[Start of Attachment]

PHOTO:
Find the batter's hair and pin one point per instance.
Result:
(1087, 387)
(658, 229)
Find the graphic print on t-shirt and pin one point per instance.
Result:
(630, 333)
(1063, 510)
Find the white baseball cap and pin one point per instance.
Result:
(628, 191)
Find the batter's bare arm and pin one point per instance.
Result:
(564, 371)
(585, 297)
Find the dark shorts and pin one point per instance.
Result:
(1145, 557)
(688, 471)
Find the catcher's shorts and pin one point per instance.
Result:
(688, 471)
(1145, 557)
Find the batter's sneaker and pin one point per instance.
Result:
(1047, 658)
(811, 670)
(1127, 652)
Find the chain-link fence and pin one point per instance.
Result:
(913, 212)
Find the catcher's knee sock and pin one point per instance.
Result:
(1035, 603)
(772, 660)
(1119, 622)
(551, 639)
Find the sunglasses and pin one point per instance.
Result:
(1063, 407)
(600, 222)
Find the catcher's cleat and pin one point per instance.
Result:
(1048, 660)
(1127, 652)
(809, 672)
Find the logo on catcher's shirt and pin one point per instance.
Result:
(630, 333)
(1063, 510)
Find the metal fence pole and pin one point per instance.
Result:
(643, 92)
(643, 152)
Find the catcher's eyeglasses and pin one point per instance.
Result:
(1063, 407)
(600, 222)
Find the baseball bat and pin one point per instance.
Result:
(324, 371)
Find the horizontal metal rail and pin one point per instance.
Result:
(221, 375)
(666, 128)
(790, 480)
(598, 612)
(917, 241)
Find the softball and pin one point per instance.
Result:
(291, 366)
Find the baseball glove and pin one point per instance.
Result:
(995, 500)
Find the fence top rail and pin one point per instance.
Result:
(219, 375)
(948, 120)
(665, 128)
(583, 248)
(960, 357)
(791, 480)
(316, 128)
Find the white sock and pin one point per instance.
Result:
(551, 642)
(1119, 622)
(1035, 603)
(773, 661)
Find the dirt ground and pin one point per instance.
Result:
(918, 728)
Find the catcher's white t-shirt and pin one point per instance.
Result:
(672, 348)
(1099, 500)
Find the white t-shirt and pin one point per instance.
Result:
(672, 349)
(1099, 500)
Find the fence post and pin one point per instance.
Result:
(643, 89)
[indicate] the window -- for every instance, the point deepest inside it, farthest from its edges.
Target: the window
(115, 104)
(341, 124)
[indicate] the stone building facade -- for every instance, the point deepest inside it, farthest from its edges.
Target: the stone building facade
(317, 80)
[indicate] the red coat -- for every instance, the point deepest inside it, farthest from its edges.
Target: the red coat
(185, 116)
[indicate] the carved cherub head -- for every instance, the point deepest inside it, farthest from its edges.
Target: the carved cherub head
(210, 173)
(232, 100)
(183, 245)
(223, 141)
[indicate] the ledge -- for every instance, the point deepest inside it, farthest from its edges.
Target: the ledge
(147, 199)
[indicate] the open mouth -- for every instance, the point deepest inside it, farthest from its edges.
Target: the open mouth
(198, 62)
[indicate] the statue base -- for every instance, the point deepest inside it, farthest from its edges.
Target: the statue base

[End of Attachment]

> [TASK TO COMPLETE]: Copy every line above that holds the word "metal".

> [SOLUTION]:
Find the metal fence pole and pin one point per instance.
Find the horizontal metal rail and pin one point per instance.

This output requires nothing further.